**Teks Bacaan:**
● ● ● ● ●

Ibnu, Perintis Penghijauan Lahan Kritis Bukit Karst

Sumber:Kompas - 30 Mei 2008
Kategori:Umum

Kesan tandus dan gersang selalu melekat dengan Kabupaten Gunung Kidul di Provinsi Daerah Istimewa Yogyakarta. Ini tak mengherankan karena mayoritas kawasan itu terdiri dari perbukitan karst. Namun, suasana rimbun, hijau, dan teduhlah yang justru mendominasi beberapa bukit karst di Kecamatan Panggang, Kabupaten Gunung Kidul, itu.

Sungguh tak terbayangkan sebelumnya bahwa bukit dari batuan kapur itu pun ternyata bisa di-”sulap” menjadi hutan yang menyejukkan. Dengan kreasi sendiri, Ibnu Hajar Sholeh Prenolo mulai membuat terasering di lahan kritis perbukitan karst tersebut.

Tidak ingin menikmati keberhasilan penghijauan itu seorang diri, Ibnu, nama panggilannya, kemudian menularkan kreasi terasering karst buatannya kepada warga sekitar. Sebagai pemimpin Masjid Aolia, dia juga getol mengajak jemaah untuk turut peduli lingkungan.

Awalnya, Ibnu hanya mengeduk lapisan tipis tanah di bukit karst. Dia memunguti cuilan batu kapur untuk tanggul terasering. Untuk menambah lapisan tanah, Ibnu mengumpulkan aneka sampah dedaunan maupun sampah rumah tangga yang kemudian ditimbun di antara tanggul.

Dari buah kerja kerasnya itu, pohon jati, pisang, melinjo, hingga talas hutan tumbuh subur. Tanah di bukit karst miliknya pun tidak lagi hanyut dibawa air hujan karena tertahan oleh tanggul. Sampah-sampah yang dia tanam juga berkembang menjadi kompos yang menyuburkan.

● ● ● ● ●

**Data yang Diberikan:**

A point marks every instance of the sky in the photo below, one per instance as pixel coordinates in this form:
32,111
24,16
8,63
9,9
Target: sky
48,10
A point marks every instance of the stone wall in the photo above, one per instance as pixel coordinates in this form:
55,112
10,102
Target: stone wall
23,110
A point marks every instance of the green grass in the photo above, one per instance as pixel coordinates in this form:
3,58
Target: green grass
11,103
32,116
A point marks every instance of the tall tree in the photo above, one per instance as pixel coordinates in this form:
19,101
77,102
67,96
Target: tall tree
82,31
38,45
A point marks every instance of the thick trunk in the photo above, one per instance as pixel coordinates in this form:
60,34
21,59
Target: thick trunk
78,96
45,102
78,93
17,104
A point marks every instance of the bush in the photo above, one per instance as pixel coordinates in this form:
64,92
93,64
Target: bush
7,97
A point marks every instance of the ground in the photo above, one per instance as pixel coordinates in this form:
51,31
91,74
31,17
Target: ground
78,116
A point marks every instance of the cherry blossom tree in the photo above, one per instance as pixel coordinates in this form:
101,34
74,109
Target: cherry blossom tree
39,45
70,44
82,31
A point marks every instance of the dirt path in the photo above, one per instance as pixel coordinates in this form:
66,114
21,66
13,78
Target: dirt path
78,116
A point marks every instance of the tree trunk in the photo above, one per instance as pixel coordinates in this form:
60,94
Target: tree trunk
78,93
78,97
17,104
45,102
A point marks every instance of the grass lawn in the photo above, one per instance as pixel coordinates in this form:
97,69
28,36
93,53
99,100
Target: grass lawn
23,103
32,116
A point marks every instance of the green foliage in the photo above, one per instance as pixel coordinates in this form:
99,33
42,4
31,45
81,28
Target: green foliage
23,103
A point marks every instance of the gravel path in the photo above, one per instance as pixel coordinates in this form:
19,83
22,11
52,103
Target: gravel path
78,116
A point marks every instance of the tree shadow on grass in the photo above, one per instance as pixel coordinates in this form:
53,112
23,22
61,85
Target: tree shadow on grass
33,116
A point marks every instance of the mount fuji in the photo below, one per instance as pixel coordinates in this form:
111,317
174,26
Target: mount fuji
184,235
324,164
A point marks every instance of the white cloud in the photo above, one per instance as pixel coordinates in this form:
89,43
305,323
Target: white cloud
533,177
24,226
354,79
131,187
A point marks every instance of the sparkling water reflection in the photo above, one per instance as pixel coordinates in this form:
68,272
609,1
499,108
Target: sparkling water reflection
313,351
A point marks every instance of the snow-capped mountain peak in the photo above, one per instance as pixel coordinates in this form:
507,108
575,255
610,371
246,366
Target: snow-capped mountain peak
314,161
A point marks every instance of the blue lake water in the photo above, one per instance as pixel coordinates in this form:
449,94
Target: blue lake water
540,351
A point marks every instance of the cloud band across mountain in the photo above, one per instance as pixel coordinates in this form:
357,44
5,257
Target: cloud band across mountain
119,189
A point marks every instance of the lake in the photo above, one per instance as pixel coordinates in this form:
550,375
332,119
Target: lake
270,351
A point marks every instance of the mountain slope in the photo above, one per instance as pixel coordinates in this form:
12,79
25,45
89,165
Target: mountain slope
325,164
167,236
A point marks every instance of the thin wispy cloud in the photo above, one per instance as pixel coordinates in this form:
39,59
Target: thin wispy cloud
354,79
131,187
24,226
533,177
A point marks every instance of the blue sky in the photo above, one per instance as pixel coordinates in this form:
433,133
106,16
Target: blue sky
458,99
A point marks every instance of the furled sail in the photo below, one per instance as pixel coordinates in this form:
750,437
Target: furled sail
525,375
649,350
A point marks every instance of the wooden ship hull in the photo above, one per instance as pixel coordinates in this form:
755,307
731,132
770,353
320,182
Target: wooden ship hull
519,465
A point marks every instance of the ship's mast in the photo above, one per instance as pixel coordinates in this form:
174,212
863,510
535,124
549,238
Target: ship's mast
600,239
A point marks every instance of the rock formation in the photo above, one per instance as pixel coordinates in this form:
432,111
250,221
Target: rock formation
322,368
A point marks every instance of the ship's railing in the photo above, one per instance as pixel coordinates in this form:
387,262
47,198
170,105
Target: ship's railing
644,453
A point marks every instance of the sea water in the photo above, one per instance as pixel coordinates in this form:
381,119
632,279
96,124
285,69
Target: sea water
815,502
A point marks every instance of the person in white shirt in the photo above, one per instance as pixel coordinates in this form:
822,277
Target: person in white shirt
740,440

● ● ● ● ●

**Tugas Anda:**
(1) Berikan salinan persis bagian bacaan tentang Ibnu mulai dari "Ibnu, Perintis Penghijauan" sampai dengan "perbukitan karst tersebut.".
(2) Menurut bacaan tentang Ibnu, apa yang dipungut Ibnu untuk membuat tanggul terasering?
(3) Berdasarkan bacaan tentang Ibnu, jelaskan mengapa tanah di bukit karst milik Ibnu tidak lagi hanyut dibawa air hujan.
Data di atas diambil dari sumber lain.

**Jawaban Tugas:**
(1)
Ibnu, Perintis Penghijauan Lahan Kritis Bukit Karst

Sumber:Kompas - 30 Mei 2008
Kategori:Umum

Kesan tandus dan gersang selalu melekat dengan Kabupaten Gunung Kidul di Provinsi Daerah Istimewa Yogyakarta. Ini tak mengherankan karena mayoritas kawasan itu terdiri dari perbukitan karst. Namun, suasana rimbun, hijau, dan teduhlah yang justru mendominasi beberapa bukit karst di Kecamatan Panggang, Kabupaten Gunung Kidul, itu.

Sungguh tak terbayangkan sebelumnya bahwa bukit dari batuan kapur itu pun ternyata bisa di-”sulap” menjadi hutan yang menyejukkan. Dengan kreasi sendiri, Ibnu Hajar Sholeh Prenolo mulai membuat terasering di lahan kritis perbukitan karst tersebut.

(2) Cuilan batu kapur.

(3) Tanah itu tidak lagi hanyut karena tertahan oleh tanggul terasering. Ibnu membuat tanggul itu dari cuilan batu kapur.